▶ **Исходный текст**:
«Отсутствует состав преступления»

Речь Дмитрия Герасимова в прениях
Ваша честь! Уважаемые участники процесса! В моей семнадцатилетней адвокатской практике давно не было столь несложного с юридической точки зрения для защиты дела, когда сторона обвинения сама представила уйму доказательств невиновности подсудимой, но в тоже время и не было такого тяжелого с эмоционально-психологической стороны: очень больно наблюдать, как за решеткой длительное время находится молодая, умная, образованная и в тоже время с рядом хронических заболеваний девушка, которая обвиняется в ненасильственном преступлении.

Для того чтобы увидеть несостоятельность нахождения Александры Скочиленко на скамье подсудимых, существует очень простой способ: прочитать размещенные ею тексты и уяснить их смысл, какой они имеют в современном русском языке, а также установить, в связи с чем и почему она их разместила, имелись ли у нее основания доверять написанному на ценниках, — то есть установить наличие или отсутствие субъективной стороны преступления.

▶ **Задания**:
[a] Чем, по словам защитника в речи Дмитрия Герасимова, объясняется то, что дело оказалось для защиты несложным с юридической точки зрения? Ответьте одним предложением.
[b] Перепишите записи от строки, содержащей «Reviewer note: confirm that every instance of the water», до конца записей включительно, заменив «Target» на «Object». Всё остальное оставьте без изменений.

▶ **Материал**:
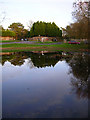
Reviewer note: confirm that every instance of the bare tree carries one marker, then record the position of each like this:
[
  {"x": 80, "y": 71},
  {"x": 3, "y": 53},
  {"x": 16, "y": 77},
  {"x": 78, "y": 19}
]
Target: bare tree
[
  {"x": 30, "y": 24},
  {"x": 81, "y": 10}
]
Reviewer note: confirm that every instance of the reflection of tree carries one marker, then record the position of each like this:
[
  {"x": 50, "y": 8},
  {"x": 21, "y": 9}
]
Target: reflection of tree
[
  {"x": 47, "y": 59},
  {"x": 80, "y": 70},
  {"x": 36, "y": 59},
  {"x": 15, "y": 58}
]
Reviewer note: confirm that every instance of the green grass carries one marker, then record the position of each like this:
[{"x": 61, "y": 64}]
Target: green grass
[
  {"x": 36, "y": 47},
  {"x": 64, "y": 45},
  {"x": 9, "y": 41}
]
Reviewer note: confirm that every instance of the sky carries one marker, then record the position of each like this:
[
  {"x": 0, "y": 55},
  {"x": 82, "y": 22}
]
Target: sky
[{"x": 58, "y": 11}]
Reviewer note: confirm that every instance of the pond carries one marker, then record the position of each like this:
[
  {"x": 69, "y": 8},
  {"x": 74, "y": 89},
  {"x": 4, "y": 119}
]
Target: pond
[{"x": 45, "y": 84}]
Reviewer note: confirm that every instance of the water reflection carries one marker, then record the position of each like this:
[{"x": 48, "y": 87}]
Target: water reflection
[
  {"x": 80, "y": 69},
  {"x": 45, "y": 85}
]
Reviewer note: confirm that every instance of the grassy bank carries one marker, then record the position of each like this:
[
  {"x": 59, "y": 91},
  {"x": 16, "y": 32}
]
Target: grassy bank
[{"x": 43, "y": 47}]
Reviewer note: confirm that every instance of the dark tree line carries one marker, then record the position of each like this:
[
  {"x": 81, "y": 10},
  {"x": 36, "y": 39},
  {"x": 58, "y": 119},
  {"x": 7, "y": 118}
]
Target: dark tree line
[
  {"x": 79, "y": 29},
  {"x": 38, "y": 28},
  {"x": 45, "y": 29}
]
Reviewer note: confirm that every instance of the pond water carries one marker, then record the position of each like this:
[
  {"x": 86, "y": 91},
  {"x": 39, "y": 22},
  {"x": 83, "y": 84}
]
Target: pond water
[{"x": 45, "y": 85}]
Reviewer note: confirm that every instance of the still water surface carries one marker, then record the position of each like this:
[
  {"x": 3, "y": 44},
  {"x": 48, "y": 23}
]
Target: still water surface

▶ **Ответы по заданиям**:
[a] Сторона обвинения сама представила множество доказательств невиновности подсудимой.

[b]
Reviewer note: confirm that every instance of the water reflection carries one marker, then record the position of each like this:
[{"x": 48, "y": 87}]
Object: water reflection
[
  {"x": 80, "y": 69},
  {"x": 45, "y": 85}
]
Reviewer note: confirm that every instance of the grassy bank carries one marker, then record the position of each like this:
[
  {"x": 59, "y": 91},
  {"x": 16, "y": 32}
]
Object: grassy bank
[{"x": 43, "y": 47}]
Reviewer note: confirm that every instance of the dark tree line carries one marker, then record the position of each like this:
[
  {"x": 81, "y": 10},
  {"x": 36, "y": 39},
  {"x": 58, "y": 119},
  {"x": 7, "y": 118}
]
Object: dark tree line
[
  {"x": 79, "y": 29},
  {"x": 38, "y": 28},
  {"x": 45, "y": 29}
]
Reviewer note: confirm that every instance of the pond water carries one marker, then record the position of each like this:
[
  {"x": 86, "y": 91},
  {"x": 39, "y": 22},
  {"x": 83, "y": 84}
]
Object: pond water
[{"x": 45, "y": 85}]
Reviewer note: confirm that every instance of the still water surface carries one marker, then record the position of each like this:
[
  {"x": 3, "y": 44},
  {"x": 48, "y": 23}
]
Object: still water surface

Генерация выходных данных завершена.